# Exercise
Reproduce verbatim the data from its first line through the line containing "[[31, 94, 182, 149]]", including both of those lines.

======== Material supplied ========

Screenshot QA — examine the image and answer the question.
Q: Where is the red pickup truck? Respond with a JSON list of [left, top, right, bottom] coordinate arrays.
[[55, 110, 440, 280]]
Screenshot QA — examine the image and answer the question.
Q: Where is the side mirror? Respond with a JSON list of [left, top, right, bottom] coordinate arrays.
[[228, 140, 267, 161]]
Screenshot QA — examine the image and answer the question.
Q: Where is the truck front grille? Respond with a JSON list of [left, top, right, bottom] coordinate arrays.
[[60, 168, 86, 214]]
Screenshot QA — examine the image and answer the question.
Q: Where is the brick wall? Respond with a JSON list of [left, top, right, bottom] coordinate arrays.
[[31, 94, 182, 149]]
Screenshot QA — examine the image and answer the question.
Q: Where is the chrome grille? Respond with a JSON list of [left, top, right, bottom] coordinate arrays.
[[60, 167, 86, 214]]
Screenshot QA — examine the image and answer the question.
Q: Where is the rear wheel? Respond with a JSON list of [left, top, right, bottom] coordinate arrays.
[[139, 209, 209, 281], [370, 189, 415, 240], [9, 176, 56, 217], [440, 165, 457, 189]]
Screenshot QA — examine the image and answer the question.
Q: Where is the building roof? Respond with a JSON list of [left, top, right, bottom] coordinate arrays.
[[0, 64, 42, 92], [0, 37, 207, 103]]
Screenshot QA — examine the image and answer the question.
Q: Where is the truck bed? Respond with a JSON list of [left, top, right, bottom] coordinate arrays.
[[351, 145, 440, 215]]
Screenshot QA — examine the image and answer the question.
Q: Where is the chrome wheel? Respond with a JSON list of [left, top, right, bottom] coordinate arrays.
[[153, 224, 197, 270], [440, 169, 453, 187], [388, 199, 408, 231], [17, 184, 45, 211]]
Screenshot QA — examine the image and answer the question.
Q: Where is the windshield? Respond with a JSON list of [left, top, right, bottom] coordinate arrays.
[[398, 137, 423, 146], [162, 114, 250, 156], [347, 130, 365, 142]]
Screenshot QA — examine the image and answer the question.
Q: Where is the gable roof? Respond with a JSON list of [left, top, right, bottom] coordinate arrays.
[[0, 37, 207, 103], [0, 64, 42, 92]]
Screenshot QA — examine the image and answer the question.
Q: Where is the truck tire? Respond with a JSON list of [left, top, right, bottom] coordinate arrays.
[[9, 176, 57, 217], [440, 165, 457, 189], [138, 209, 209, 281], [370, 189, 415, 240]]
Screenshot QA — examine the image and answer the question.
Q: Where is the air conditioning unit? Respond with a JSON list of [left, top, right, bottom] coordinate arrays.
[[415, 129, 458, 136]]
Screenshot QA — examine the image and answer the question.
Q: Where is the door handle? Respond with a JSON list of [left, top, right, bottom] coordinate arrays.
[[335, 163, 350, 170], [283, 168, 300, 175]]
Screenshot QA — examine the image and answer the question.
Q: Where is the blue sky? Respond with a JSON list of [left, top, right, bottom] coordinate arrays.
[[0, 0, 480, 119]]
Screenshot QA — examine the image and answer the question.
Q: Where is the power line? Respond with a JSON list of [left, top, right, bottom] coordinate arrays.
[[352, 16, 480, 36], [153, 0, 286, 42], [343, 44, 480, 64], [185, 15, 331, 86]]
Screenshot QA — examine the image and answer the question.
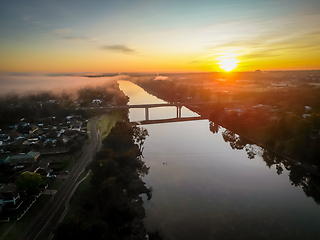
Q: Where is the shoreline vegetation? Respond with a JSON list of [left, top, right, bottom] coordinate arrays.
[[55, 109, 161, 240], [131, 78, 320, 204]]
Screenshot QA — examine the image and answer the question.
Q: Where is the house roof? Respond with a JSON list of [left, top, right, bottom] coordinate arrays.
[[0, 183, 18, 200], [7, 151, 40, 160]]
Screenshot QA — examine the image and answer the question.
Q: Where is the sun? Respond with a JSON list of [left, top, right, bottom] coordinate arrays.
[[218, 58, 239, 72]]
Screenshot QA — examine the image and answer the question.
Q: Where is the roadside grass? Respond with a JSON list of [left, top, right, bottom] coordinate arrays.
[[49, 177, 63, 190], [65, 174, 91, 219], [97, 110, 123, 140], [0, 195, 52, 240]]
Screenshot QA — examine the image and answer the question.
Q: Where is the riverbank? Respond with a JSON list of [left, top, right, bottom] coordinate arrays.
[[134, 81, 320, 176]]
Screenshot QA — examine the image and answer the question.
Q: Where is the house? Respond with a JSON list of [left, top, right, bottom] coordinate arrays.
[[34, 168, 50, 177], [6, 151, 40, 164], [0, 183, 20, 212]]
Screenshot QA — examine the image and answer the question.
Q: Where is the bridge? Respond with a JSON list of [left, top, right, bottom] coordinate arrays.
[[92, 102, 210, 124]]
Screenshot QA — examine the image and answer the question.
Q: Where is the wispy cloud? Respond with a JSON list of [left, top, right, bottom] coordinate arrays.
[[63, 36, 98, 42], [51, 28, 98, 42], [101, 45, 137, 54]]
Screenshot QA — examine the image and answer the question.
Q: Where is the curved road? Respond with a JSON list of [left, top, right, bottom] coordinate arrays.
[[19, 118, 101, 240]]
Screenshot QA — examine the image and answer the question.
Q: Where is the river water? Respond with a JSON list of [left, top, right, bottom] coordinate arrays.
[[119, 81, 320, 240]]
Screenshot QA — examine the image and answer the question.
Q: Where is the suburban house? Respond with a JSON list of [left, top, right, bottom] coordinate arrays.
[[0, 183, 20, 212], [6, 151, 40, 164]]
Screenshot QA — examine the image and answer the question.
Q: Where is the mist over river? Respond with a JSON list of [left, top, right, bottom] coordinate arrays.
[[118, 81, 320, 240]]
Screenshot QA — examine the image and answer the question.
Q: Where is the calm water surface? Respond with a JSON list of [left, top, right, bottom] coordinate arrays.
[[119, 81, 320, 240]]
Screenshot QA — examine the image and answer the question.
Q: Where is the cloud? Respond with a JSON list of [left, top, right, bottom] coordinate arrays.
[[51, 28, 98, 42], [101, 45, 137, 54], [51, 28, 71, 36], [63, 36, 97, 42]]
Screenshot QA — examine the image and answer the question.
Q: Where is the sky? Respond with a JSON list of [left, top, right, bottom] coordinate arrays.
[[0, 0, 320, 73]]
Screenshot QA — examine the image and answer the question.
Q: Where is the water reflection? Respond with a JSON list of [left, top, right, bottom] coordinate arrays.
[[120, 80, 320, 240], [209, 121, 320, 204]]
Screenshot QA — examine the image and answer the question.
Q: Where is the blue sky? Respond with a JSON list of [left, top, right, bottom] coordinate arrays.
[[0, 0, 320, 72]]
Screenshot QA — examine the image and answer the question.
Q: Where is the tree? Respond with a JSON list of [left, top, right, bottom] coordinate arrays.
[[16, 172, 43, 193]]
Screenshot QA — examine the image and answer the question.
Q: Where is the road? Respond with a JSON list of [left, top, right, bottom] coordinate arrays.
[[19, 118, 100, 240]]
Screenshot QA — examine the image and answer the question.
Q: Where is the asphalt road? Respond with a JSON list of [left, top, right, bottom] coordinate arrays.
[[19, 118, 100, 240]]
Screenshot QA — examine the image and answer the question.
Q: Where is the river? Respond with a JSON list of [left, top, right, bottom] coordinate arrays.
[[119, 81, 320, 240]]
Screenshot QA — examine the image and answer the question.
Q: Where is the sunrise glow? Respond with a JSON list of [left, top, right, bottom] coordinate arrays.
[[0, 0, 320, 72]]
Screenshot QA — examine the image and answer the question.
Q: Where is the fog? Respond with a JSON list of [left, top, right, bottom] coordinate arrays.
[[0, 73, 125, 96]]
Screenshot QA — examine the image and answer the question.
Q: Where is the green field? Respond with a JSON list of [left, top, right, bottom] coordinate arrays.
[[97, 111, 123, 140]]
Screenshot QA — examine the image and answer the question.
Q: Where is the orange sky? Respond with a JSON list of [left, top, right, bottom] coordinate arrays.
[[0, 0, 320, 72]]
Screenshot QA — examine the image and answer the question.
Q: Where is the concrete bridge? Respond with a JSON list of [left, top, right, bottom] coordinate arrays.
[[87, 102, 211, 125], [100, 102, 210, 121]]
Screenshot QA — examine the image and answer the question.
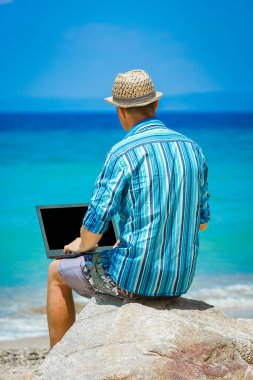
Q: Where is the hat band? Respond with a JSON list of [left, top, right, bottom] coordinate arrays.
[[113, 91, 156, 105]]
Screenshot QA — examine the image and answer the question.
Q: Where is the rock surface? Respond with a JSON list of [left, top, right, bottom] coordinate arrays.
[[36, 295, 253, 380]]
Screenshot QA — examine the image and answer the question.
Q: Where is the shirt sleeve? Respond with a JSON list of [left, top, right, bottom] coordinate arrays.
[[200, 160, 210, 224], [83, 154, 126, 234]]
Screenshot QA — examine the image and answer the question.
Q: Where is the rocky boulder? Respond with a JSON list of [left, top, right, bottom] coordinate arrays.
[[36, 295, 253, 380]]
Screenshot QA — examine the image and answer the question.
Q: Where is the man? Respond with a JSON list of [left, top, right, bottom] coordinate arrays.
[[47, 70, 210, 347]]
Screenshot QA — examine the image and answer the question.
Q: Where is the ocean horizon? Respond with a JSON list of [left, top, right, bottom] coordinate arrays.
[[0, 111, 253, 340]]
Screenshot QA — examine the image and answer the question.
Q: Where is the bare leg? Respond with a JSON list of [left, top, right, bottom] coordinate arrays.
[[47, 260, 76, 348]]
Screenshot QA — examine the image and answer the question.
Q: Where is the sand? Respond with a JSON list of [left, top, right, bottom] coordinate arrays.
[[0, 336, 49, 380]]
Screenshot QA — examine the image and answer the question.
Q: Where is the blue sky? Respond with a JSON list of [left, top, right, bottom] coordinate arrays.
[[0, 0, 253, 111]]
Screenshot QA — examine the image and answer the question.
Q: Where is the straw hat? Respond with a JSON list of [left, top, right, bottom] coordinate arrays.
[[105, 70, 163, 108]]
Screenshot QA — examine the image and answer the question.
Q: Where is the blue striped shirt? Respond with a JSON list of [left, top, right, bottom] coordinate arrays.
[[83, 118, 210, 296]]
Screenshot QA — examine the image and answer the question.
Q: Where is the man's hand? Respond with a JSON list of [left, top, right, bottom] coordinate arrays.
[[113, 240, 120, 249], [64, 238, 98, 253]]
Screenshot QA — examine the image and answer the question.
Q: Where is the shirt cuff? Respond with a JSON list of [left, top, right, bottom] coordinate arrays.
[[200, 210, 210, 224], [83, 207, 109, 234]]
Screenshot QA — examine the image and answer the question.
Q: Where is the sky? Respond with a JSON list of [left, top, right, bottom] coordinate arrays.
[[0, 0, 253, 111]]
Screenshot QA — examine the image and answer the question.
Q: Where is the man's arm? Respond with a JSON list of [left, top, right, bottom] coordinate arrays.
[[64, 226, 102, 253]]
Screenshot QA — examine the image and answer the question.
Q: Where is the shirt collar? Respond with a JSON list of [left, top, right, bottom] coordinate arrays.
[[125, 117, 163, 137]]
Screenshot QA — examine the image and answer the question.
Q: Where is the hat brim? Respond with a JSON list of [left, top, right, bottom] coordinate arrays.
[[104, 91, 163, 108]]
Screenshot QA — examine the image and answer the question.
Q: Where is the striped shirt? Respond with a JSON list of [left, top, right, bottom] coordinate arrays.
[[83, 118, 210, 296]]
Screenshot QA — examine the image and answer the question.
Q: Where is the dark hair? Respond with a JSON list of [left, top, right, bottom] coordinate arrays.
[[126, 102, 155, 115]]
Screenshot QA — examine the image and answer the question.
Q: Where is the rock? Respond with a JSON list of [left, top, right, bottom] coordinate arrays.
[[36, 295, 253, 380]]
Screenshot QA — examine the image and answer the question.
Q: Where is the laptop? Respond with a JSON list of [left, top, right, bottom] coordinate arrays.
[[36, 203, 118, 259]]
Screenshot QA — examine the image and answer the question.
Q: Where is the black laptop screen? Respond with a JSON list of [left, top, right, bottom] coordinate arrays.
[[40, 206, 116, 250]]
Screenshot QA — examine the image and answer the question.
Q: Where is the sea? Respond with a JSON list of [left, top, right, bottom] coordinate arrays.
[[0, 112, 253, 344]]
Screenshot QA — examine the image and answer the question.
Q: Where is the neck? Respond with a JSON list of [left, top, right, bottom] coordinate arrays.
[[124, 114, 155, 132]]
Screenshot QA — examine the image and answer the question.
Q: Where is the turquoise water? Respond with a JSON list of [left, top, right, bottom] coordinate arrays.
[[0, 113, 253, 339]]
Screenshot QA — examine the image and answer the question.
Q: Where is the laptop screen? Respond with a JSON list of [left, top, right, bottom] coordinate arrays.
[[40, 205, 116, 250]]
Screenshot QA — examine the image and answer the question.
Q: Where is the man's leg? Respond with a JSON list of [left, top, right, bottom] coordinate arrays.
[[47, 260, 76, 348]]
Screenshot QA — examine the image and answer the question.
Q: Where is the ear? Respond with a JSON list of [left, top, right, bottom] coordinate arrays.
[[117, 107, 126, 121]]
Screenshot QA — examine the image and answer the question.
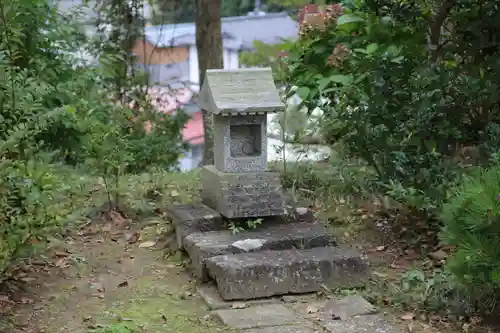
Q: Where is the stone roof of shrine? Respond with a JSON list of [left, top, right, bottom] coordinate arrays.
[[197, 68, 285, 115]]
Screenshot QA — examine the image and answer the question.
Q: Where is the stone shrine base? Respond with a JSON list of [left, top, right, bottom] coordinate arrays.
[[168, 204, 405, 333], [201, 165, 285, 218]]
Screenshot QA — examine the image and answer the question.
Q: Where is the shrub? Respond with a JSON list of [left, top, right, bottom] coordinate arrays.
[[441, 167, 500, 310], [0, 0, 186, 279], [284, 1, 500, 217]]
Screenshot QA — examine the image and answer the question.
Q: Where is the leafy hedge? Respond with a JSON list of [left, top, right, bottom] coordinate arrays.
[[0, 0, 186, 274], [283, 0, 500, 215]]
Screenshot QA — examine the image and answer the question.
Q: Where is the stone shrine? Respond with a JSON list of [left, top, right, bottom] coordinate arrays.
[[167, 68, 370, 308], [198, 68, 285, 218]]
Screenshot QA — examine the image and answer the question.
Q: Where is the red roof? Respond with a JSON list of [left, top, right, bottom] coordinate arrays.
[[182, 111, 205, 145]]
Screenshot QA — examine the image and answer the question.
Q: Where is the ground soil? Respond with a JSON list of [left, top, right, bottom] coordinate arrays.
[[0, 215, 228, 333]]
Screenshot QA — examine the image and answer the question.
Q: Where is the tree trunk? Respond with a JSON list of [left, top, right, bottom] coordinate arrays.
[[196, 0, 224, 165]]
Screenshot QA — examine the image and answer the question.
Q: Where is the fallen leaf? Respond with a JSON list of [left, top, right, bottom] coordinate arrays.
[[0, 295, 10, 302], [231, 302, 247, 309], [401, 312, 415, 320], [139, 241, 156, 249], [109, 211, 130, 228], [20, 297, 35, 304], [125, 231, 139, 244], [429, 250, 448, 261], [54, 251, 70, 257], [54, 257, 71, 268], [372, 271, 388, 278], [20, 277, 36, 283], [91, 282, 105, 293]]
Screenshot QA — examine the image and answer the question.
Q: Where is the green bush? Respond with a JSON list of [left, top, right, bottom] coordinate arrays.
[[284, 0, 500, 217], [441, 167, 500, 310]]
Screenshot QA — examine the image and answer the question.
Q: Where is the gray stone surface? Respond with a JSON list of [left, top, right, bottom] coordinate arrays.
[[323, 295, 377, 320], [290, 295, 377, 321], [183, 223, 336, 281], [196, 283, 280, 310], [213, 304, 300, 329], [201, 165, 285, 218], [245, 325, 319, 333], [318, 315, 406, 333], [167, 204, 225, 249], [213, 115, 268, 172], [197, 67, 285, 114], [206, 247, 369, 300]]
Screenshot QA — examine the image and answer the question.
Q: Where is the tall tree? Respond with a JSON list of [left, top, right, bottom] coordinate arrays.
[[196, 0, 224, 165]]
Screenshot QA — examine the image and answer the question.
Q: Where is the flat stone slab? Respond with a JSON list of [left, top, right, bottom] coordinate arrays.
[[182, 223, 336, 281], [213, 304, 300, 329], [323, 295, 377, 320], [318, 315, 406, 333], [290, 295, 377, 322], [167, 204, 226, 249], [245, 325, 319, 333], [196, 283, 281, 310], [206, 247, 369, 300]]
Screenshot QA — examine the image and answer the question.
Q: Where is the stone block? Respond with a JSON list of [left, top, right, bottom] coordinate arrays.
[[213, 304, 303, 330], [196, 283, 280, 310], [206, 247, 369, 300], [167, 204, 225, 249], [318, 315, 406, 333], [183, 223, 336, 281], [291, 295, 377, 322], [323, 295, 377, 320], [201, 165, 285, 218]]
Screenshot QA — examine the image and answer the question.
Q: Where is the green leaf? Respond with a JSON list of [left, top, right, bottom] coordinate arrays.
[[317, 77, 332, 91], [366, 43, 378, 54], [391, 56, 405, 64], [337, 14, 364, 26], [295, 87, 311, 100], [330, 74, 354, 85]]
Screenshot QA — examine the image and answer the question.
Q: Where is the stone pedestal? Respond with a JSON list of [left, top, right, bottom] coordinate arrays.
[[201, 165, 285, 218]]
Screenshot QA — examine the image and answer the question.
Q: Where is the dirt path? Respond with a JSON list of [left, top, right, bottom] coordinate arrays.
[[0, 217, 228, 333]]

========

# Result
Screenshot QA — examine the image and answer the question.
Q: Where is the red pickup truck? Respond with a JSON list of [left, top, right, bottom] coordinate arrays.
[[55, 110, 440, 280]]
Screenshot QA — examine the image and answer the question.
Q: Where is the side mirror? Respond with a JSON list of [left, top, right, bottom] coordinate arrays.
[[228, 140, 267, 161]]
Screenshot QA — examine the image and answer the question.
Q: Where is the truck front grille? Respond with a JSON list of [left, top, right, bottom] coordinate arrays.
[[60, 168, 86, 214]]
Screenshot QA — examine the image and answer the question.
Q: Where is the brick wall? Respond with a JSON list of [left, top, right, bottom] coordinate arrays.
[[31, 94, 182, 149]]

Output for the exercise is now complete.